* _SET TASK_: Copy the material word for word, starting at the line containing "of the shallow" and continuing through the final line, with both ends included.

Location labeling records
>> Begin
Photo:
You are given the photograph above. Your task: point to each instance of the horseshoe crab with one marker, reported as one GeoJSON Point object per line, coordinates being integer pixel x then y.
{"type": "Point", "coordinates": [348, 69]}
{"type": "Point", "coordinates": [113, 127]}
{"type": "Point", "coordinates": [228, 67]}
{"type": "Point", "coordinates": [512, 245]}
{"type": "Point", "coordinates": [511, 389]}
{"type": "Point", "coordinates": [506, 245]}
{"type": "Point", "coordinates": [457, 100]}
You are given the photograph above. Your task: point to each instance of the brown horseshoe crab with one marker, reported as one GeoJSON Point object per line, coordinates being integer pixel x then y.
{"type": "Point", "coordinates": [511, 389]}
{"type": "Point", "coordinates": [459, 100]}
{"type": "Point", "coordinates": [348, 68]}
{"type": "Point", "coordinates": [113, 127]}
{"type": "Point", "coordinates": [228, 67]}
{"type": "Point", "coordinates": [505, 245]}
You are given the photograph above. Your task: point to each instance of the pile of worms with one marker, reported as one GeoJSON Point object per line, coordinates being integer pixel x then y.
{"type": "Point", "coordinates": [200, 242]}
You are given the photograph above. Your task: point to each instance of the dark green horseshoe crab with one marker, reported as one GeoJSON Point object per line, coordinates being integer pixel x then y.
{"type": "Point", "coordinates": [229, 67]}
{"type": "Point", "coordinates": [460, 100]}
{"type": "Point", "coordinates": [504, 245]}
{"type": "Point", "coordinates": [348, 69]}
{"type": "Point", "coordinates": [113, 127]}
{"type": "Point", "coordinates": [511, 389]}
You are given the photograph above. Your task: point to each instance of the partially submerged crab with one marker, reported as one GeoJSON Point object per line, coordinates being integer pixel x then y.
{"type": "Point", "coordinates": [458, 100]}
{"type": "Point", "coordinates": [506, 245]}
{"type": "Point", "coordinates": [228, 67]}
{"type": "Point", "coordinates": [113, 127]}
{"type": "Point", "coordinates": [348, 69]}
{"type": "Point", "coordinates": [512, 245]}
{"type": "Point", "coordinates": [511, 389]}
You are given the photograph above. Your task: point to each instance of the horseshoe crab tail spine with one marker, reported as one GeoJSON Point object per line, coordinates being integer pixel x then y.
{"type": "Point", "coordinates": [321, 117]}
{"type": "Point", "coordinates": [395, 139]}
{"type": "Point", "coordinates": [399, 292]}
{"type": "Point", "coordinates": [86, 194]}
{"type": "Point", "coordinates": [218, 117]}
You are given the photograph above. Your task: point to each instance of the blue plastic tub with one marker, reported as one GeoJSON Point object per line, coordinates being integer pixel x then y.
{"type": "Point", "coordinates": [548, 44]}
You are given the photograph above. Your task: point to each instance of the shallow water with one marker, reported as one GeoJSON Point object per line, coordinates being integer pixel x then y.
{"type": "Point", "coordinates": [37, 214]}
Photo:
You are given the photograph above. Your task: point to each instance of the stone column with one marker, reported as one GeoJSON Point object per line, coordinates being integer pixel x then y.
>> End
* _RESULT FOR THIS EXERCISE_:
You are given the photograph above. Your task: point to each instance of the shallow water with one marker, reported as one GeoJSON Point object per line, coordinates being integer pixel x then y.
{"type": "Point", "coordinates": [37, 214]}
Photo:
You are given the photograph above. Your task: point to each instance of the stone column with one marker, reported as one GeoJSON Point object per line, coordinates being integer pixel x then y.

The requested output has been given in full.